Exercise instructions
Reproduce every one of the following items verbatim, line for line, without changing anything.

Stored data entries:
>> start

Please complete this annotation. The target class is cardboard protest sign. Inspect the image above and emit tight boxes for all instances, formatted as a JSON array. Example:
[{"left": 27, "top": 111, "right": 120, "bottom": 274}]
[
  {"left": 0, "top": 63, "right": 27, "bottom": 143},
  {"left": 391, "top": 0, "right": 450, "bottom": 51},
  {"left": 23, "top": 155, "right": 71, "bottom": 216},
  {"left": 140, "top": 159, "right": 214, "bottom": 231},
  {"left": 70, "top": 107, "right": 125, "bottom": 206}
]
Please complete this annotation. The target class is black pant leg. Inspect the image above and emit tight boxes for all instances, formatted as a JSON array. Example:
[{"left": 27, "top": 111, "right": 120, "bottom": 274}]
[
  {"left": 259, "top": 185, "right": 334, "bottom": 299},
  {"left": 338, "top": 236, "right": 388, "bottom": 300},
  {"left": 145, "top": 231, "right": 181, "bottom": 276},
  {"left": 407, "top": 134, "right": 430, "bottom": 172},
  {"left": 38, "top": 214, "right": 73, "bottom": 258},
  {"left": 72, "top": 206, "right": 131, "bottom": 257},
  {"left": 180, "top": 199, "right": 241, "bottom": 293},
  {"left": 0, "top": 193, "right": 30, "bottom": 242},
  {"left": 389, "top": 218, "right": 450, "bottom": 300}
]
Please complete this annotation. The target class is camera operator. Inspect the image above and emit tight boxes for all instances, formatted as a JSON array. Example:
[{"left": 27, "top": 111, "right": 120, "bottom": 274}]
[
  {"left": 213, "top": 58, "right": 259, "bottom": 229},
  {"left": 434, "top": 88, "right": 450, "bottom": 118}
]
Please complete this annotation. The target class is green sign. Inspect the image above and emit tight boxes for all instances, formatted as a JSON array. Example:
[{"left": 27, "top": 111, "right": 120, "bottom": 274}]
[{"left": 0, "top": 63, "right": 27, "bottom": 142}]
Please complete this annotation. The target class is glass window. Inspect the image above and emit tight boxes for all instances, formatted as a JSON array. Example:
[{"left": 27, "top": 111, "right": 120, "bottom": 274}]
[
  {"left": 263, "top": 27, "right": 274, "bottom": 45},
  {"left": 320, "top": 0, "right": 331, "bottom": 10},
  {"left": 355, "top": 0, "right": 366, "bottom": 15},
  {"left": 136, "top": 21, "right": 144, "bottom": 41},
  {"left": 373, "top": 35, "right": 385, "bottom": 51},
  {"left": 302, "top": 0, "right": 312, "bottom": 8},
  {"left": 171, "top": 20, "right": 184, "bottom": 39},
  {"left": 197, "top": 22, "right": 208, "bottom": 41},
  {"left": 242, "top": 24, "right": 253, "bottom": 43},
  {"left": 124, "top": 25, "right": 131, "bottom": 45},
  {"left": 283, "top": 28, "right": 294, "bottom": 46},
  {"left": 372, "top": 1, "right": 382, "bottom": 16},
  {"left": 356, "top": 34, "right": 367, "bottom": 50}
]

>> end

The solution
Please complete this annotation. The target class is cardboard protest sign. Inspect the image above and emit tight boxes for all instances, formatted as a JSON array. Example:
[{"left": 27, "top": 111, "right": 120, "bottom": 274}]
[
  {"left": 0, "top": 63, "right": 27, "bottom": 143},
  {"left": 391, "top": 0, "right": 450, "bottom": 51},
  {"left": 23, "top": 155, "right": 71, "bottom": 216},
  {"left": 140, "top": 159, "right": 214, "bottom": 231},
  {"left": 70, "top": 107, "right": 125, "bottom": 206}
]
Please complete this annotation. The target class is black pant leg. Inspect the image above and emit tight boxes for all instances, formatted as a JSON array. Example:
[{"left": 27, "top": 111, "right": 120, "bottom": 274}]
[
  {"left": 259, "top": 185, "right": 334, "bottom": 299},
  {"left": 338, "top": 236, "right": 388, "bottom": 300},
  {"left": 145, "top": 231, "right": 181, "bottom": 276},
  {"left": 407, "top": 134, "right": 430, "bottom": 172},
  {"left": 38, "top": 214, "right": 73, "bottom": 258},
  {"left": 72, "top": 206, "right": 131, "bottom": 257},
  {"left": 180, "top": 199, "right": 241, "bottom": 293},
  {"left": 0, "top": 193, "right": 30, "bottom": 242},
  {"left": 389, "top": 218, "right": 450, "bottom": 300}
]
Please complete this annotation. The target class is camera operator. Inspect the image above and emit tight boxes for all instances, formatted as a JSON array. Example:
[{"left": 27, "top": 111, "right": 120, "bottom": 274}]
[
  {"left": 213, "top": 58, "right": 259, "bottom": 229},
  {"left": 434, "top": 88, "right": 450, "bottom": 118}
]
Please complete this annotation. The target class is green sign. Inspect the image above and emit tight boxes for all instances, formatted as a JSON array. Example:
[{"left": 27, "top": 111, "right": 120, "bottom": 274}]
[{"left": 0, "top": 63, "right": 27, "bottom": 142}]
Please complete this annotation. The target class is glass window. Inspect the image above and emit tight boxes for all instances, formatted as a JSON array. Example:
[{"left": 27, "top": 111, "right": 120, "bottom": 274}]
[
  {"left": 263, "top": 27, "right": 274, "bottom": 45},
  {"left": 320, "top": 0, "right": 331, "bottom": 10},
  {"left": 355, "top": 0, "right": 366, "bottom": 15},
  {"left": 136, "top": 21, "right": 144, "bottom": 41},
  {"left": 373, "top": 35, "right": 385, "bottom": 51},
  {"left": 302, "top": 0, "right": 312, "bottom": 8},
  {"left": 171, "top": 20, "right": 184, "bottom": 39},
  {"left": 197, "top": 22, "right": 208, "bottom": 41},
  {"left": 242, "top": 24, "right": 253, "bottom": 43},
  {"left": 124, "top": 25, "right": 131, "bottom": 45},
  {"left": 283, "top": 28, "right": 294, "bottom": 46},
  {"left": 372, "top": 1, "right": 382, "bottom": 16},
  {"left": 356, "top": 34, "right": 367, "bottom": 50}
]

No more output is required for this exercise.